Sosok tokoh pertama yang menjadi teladan para wira tamtama adalah Patih Suwanda. Dia menjadi handalan Prabu Harjunasasrabahu di negeri Mahespati. Ketika masih di pertapaan, dia bernama Bambang Sumantri. Oleh orang tuanya, Begawan Suwandagni, Sumantri diminta untuk mengabdikan dirinya kepada Raja Mahespati, bernama Prabu Harjunasasrabahu. Pengabdian Sumantri lama-kelamaan diterima sebagai Patih dengan berganti nama Suwanda. Pada suatu saat Patih Suwanda mendapatkan tugas meminang putri Magada melalui sayembara yang diadakan oleh negeri itu. Dalam menjalankan tugas itu Patih Suwanda dapat memenangkan sayembara, membawa pulang Dewi Citrawati dan putri domas, yakni putri boyongan sebanyak 800 orang yang akan dipersembahkan kepada rajanya.
Sesampainya di Mahespati, Suwanda tampak pongah dan menuruti hawa nafsunya untuk menantang raja. Suwanda tidak mau menyerahkan Dewi Citrawati dan putri boyongan kepada raja Mahespati tersebut. Akibatnya, terjadilah perang tanding antara Suwanda dengan Prabu Harjunasasrabahu. Ternyata sang raja lebih sakti dan lebih unggul dari Patih Suwanda. Kekalahan Suwanda atas rajanya dapat diampuni asalkan mampu memindahkan Taman Sriwedari ke Mahespati dalam keadaan utuh dan baik. Dengan berat hati Suwanda menerima tugas itu. Berkat bantuan adiknya, Raden Sukrasana, Taman Sriwedari itu dapat dipindahkan ke Mahespati tanpa cacat. Dewi Citrawati dan para putri domas pun akhirnya bersenang-senang di taman tersebut. Pada saat mereka sedang asyiknya bersenang-senang di taman itu, mereka melihat raksasa yang buruk rupa dan menakutkan ada di dalam taman tersebut. Dewi Citrawati melaporkan hal itu kepada Prabu Harjunasasrabahu. Kemudian sang raja memerintahkan Patih Suwanda untuk mengusir raksasa itu dari Taman Sriwedari.

(Data yang Disediakan)
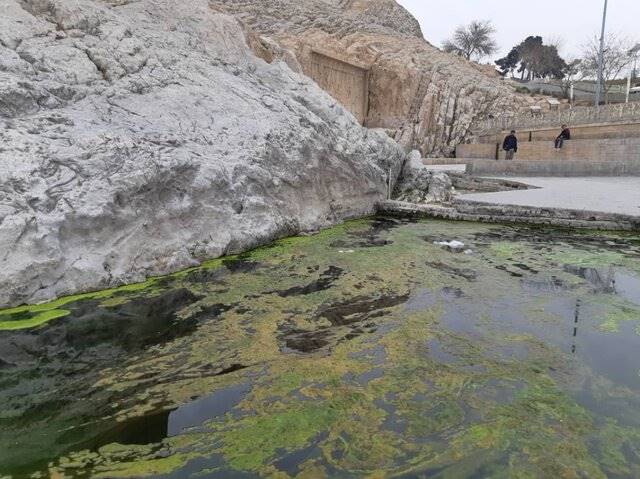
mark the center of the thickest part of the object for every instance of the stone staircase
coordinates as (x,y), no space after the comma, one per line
(600,149)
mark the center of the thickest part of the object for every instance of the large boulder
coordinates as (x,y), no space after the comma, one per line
(418,184)
(139,138)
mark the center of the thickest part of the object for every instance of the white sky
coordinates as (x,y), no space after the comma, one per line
(572,20)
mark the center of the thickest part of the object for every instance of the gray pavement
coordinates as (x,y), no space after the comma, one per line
(607,195)
(459,168)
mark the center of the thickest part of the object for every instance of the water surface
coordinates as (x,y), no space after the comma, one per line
(363,351)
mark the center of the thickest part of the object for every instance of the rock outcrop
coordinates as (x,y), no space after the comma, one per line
(418,184)
(427,99)
(138,138)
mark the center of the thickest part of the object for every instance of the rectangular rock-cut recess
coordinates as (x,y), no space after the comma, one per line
(346,82)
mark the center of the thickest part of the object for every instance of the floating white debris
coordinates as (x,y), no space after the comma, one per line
(453,245)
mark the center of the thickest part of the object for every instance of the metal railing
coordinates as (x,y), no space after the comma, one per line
(573,117)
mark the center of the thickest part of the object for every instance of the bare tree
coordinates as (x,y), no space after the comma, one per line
(615,59)
(473,41)
(573,73)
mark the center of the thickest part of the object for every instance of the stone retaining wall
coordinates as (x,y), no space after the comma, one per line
(621,149)
(562,168)
(461,210)
(582,132)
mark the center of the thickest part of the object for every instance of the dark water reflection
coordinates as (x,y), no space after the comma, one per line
(198,350)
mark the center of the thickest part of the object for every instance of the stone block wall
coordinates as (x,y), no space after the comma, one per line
(620,149)
(346,82)
(583,132)
(562,168)
(477,150)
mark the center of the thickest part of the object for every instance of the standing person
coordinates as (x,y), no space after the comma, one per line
(510,145)
(564,136)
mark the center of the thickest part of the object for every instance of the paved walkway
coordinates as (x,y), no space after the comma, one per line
(445,168)
(607,195)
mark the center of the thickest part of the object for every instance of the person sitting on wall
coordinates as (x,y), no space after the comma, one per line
(565,135)
(510,145)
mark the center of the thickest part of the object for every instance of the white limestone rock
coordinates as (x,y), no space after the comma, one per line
(418,184)
(139,138)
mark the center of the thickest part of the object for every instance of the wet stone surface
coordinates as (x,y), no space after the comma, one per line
(363,351)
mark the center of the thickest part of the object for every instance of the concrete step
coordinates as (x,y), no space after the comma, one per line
(605,130)
(514,214)
(601,150)
(620,149)
(555,167)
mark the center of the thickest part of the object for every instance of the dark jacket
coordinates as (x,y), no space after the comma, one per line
(510,143)
(566,134)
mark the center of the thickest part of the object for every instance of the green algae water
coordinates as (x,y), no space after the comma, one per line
(366,350)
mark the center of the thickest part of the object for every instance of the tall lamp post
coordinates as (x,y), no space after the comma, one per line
(632,76)
(601,55)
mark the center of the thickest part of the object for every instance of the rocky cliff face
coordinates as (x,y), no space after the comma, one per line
(138,138)
(426,98)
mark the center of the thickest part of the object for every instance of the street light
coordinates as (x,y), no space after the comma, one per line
(601,55)
(632,76)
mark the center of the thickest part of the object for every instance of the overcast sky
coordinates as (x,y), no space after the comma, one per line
(572,20)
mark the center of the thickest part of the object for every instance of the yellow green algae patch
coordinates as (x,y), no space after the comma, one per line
(32,316)
(368,351)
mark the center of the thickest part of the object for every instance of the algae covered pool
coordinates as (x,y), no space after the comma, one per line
(366,350)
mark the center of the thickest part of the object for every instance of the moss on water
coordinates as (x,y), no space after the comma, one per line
(362,351)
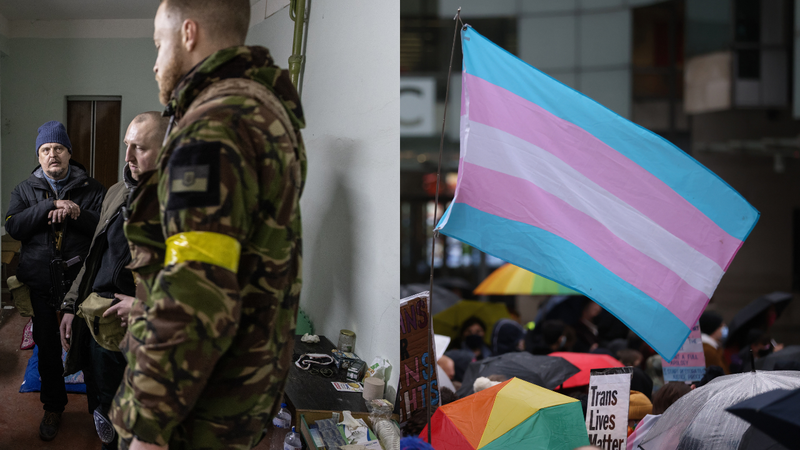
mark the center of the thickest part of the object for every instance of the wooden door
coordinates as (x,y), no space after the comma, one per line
(93,128)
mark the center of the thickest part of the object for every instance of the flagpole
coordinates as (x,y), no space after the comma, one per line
(431,357)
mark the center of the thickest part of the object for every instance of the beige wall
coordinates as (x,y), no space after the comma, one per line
(764,263)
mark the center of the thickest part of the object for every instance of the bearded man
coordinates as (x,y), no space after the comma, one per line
(215,238)
(53,213)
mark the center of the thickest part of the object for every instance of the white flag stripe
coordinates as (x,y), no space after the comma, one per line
(505,153)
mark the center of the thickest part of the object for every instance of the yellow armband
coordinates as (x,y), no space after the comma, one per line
(204,246)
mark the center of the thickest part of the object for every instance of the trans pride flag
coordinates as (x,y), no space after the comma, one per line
(553,182)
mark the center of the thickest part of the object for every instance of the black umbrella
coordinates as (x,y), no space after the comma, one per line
(754,315)
(755,439)
(545,371)
(788,355)
(776,413)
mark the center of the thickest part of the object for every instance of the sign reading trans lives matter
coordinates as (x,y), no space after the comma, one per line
(607,407)
(690,363)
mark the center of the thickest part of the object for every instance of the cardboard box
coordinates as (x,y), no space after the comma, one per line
(308,418)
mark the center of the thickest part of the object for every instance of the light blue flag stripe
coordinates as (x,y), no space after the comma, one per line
(690,179)
(551,256)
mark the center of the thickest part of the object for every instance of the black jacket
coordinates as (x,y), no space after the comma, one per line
(26,221)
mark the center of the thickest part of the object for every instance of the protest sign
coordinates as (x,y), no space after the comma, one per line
(416,329)
(690,363)
(607,407)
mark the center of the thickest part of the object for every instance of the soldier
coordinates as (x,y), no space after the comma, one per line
(106,286)
(215,239)
(53,213)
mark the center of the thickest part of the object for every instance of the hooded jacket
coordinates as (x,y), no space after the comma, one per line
(84,282)
(26,221)
(215,240)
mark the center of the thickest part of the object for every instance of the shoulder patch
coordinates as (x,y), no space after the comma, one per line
(194,176)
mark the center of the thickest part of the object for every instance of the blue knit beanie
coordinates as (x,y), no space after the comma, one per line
(53,132)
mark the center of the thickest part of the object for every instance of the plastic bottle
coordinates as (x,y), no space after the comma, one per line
(282,425)
(283,419)
(292,441)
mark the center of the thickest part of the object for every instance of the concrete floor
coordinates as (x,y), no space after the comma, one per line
(20,414)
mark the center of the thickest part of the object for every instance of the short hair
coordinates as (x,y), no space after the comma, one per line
(629,356)
(225,19)
(472,320)
(669,394)
(161,121)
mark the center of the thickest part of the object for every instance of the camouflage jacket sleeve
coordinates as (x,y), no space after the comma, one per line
(208,195)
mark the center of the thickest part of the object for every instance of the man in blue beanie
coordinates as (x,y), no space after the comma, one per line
(54,214)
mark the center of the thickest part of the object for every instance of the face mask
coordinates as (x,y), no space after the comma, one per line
(474,342)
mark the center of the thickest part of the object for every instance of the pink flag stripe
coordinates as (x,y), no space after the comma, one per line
(510,155)
(487,190)
(504,110)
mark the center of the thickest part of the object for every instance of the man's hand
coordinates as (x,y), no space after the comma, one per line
(66,330)
(121,309)
(57,216)
(139,445)
(64,209)
(72,208)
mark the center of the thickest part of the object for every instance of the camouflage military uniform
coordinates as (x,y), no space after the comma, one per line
(215,238)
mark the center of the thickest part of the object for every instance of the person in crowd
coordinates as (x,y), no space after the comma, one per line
(758,344)
(585,329)
(473,332)
(551,336)
(654,370)
(669,394)
(53,213)
(629,357)
(713,333)
(663,399)
(642,383)
(507,336)
(215,236)
(638,407)
(110,285)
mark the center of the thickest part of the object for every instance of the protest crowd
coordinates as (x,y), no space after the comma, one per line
(485,355)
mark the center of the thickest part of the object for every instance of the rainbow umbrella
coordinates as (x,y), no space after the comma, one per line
(512,415)
(512,280)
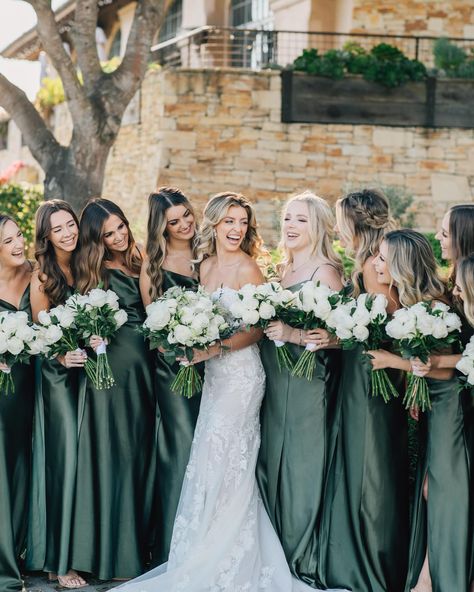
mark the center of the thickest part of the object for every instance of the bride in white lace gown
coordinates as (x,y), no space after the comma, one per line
(223,540)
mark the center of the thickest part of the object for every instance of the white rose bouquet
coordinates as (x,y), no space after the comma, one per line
(17,338)
(363,321)
(417,331)
(256,306)
(60,333)
(312,306)
(98,313)
(466,365)
(180,321)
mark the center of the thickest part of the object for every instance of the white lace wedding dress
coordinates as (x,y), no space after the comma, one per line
(223,540)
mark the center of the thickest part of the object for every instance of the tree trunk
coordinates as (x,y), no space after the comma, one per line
(78,175)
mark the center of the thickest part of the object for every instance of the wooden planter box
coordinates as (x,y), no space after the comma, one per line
(431,103)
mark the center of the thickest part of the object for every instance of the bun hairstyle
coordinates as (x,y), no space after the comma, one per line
(364,219)
(156,246)
(54,281)
(413,267)
(461,233)
(92,254)
(216,210)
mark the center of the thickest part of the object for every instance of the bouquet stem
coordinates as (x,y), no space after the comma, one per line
(7,386)
(284,357)
(417,393)
(305,365)
(188,381)
(381,385)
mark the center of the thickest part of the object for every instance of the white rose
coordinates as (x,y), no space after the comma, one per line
(44,318)
(3,343)
(120,317)
(25,333)
(182,334)
(267,311)
(53,334)
(465,365)
(15,345)
(97,298)
(112,299)
(361,333)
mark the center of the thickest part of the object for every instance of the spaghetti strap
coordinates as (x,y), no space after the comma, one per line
(319,267)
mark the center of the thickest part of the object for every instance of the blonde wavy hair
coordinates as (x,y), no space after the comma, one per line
(364,218)
(215,211)
(412,265)
(465,279)
(156,246)
(320,227)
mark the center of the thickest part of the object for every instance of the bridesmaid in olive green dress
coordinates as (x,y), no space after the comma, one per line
(440,519)
(56,408)
(365,517)
(115,470)
(299,417)
(171,230)
(16,413)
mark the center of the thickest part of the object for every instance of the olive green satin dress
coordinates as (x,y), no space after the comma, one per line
(178,416)
(16,417)
(365,524)
(54,466)
(115,466)
(298,432)
(442,523)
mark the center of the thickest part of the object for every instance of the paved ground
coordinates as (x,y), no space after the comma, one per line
(38,583)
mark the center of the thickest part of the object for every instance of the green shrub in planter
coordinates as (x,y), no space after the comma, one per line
(20,201)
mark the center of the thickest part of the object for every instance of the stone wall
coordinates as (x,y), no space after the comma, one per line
(450,18)
(215,130)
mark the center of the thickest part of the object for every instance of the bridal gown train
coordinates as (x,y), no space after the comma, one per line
(223,540)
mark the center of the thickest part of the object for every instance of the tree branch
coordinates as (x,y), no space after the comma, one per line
(127,78)
(83,33)
(53,45)
(43,145)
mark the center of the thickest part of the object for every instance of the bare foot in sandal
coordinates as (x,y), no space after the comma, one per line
(72,580)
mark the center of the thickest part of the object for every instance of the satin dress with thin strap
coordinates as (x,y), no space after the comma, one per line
(16,418)
(177,420)
(115,467)
(54,466)
(365,522)
(299,421)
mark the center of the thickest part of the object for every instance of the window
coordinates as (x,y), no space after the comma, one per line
(173,22)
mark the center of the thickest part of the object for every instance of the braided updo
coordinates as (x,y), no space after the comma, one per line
(363,219)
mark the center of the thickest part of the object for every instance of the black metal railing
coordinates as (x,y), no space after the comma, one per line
(223,47)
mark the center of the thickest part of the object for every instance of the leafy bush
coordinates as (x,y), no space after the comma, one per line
(453,61)
(20,201)
(384,64)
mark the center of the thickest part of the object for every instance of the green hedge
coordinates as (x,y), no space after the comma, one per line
(20,201)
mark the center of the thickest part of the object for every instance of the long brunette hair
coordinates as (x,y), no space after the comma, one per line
(92,254)
(156,245)
(54,281)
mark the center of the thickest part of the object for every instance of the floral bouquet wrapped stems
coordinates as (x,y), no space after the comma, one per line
(17,344)
(256,306)
(466,366)
(60,333)
(417,331)
(312,306)
(179,322)
(98,313)
(362,321)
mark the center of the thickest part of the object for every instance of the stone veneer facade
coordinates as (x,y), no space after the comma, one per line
(214,130)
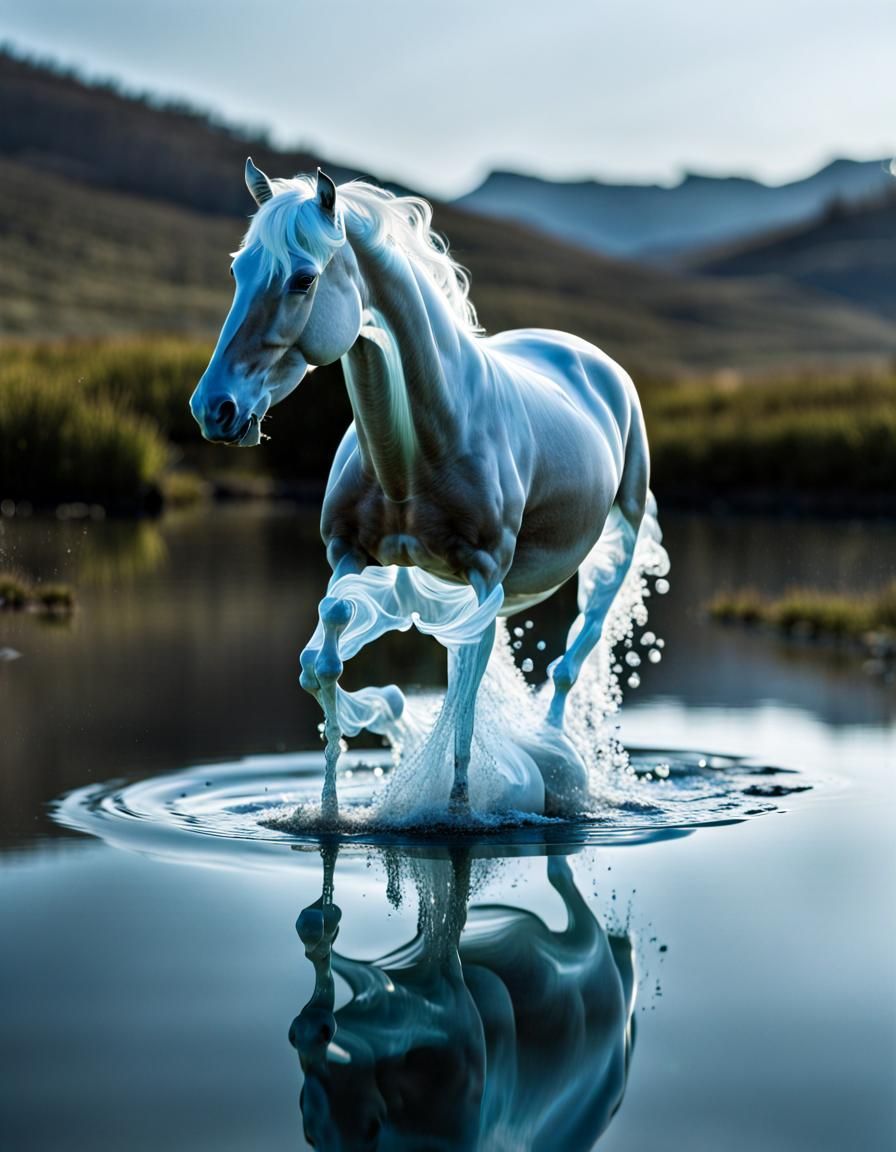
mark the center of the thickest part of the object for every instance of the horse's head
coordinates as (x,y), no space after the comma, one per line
(296,305)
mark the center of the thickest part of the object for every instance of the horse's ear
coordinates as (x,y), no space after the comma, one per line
(326,195)
(257,183)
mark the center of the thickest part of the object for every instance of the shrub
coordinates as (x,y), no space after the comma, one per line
(61,445)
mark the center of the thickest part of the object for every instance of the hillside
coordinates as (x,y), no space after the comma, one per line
(118,215)
(848,254)
(54,122)
(650,221)
(78,260)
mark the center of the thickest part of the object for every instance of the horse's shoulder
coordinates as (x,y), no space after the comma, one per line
(557,355)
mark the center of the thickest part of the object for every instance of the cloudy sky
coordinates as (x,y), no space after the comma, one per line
(438,93)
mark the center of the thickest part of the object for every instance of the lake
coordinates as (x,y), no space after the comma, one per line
(727,986)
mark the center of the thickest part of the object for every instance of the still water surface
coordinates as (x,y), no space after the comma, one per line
(727,988)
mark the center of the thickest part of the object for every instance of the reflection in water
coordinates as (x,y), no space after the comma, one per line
(121,553)
(486,1031)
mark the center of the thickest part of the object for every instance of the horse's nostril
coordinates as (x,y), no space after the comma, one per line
(226,412)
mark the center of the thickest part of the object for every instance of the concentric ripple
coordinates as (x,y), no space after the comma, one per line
(263,809)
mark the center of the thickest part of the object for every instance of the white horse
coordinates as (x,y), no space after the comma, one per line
(498,464)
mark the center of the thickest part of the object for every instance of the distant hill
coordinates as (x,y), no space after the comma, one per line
(93,134)
(118,215)
(650,221)
(850,254)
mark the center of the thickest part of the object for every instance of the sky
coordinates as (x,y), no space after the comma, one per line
(438,93)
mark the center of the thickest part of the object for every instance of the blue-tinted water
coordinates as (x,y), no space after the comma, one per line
(147,987)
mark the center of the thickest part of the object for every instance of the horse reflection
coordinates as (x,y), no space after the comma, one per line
(486,1031)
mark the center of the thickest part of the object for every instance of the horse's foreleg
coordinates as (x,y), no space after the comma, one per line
(468,665)
(465,671)
(600,578)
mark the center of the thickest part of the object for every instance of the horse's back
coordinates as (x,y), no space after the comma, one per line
(583,371)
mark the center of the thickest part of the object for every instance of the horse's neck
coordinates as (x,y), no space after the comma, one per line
(402,372)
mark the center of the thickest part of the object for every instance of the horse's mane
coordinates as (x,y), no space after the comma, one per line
(289,222)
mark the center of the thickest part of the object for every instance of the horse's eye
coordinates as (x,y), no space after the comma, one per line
(300,283)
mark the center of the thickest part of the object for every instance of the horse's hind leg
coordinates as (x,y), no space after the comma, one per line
(604,571)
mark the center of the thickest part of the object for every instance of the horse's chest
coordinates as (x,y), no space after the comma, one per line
(419,536)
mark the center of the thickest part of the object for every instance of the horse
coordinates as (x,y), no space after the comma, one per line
(479,474)
(443,1043)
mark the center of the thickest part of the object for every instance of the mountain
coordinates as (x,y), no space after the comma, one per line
(849,254)
(650,221)
(116,215)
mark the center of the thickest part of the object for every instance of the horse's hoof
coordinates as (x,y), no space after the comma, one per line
(327,668)
(458,802)
(308,676)
(335,612)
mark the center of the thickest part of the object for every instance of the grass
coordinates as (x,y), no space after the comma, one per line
(827,438)
(17,593)
(61,444)
(104,421)
(813,613)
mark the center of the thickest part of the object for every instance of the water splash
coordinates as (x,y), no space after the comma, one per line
(521,762)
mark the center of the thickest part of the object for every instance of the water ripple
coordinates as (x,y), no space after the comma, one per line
(262,809)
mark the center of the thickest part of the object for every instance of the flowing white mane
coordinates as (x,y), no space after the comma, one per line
(290,224)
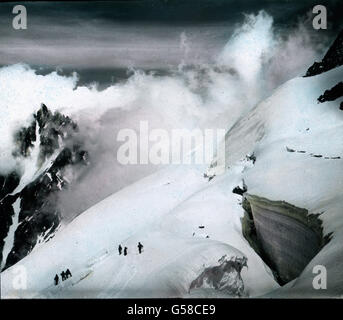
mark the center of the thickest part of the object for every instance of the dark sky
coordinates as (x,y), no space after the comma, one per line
(146,33)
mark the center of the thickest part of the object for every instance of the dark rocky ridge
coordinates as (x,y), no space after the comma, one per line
(39,216)
(225,277)
(332,94)
(285,236)
(332,59)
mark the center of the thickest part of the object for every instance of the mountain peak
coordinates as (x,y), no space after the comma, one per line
(332,59)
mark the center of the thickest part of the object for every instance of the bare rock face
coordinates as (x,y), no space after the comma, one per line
(38,216)
(226,277)
(285,236)
(332,59)
(332,94)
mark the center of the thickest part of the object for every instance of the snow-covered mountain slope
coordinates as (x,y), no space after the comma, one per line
(163,211)
(288,149)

(Daftar Tugas)
(a) Jawablah pertanyaan berikut berdasarkan teks tentang Patih Suwanda.
(i) Siapa nama Suwanda ketika masih di pertapaan?
(ii) Berapa orang putri boyongan yang dibawa pulang Suwanda?
(iii) Siapa yang membantu Suwanda memindahkan Taman Sriwedari ke Mahespati?
(b) Tunjukkan setiap baris data yang memuat kata "mountain".
Teks dan baris data di atas tidak saling berkaitan.

(Jawaban Tiap Tugas)
(a)
(i) Bambang Sumantri
(ii) 800 orang
(iii) Raden Sukrasana, adiknya

(b)
mark the center of the thickest part of the object for every instance of the mountain
mark the center of the thickest part of the object for every instance of the mountain peak
mark the center of the thickest part of the object for every instance of the snow-covered mountain slope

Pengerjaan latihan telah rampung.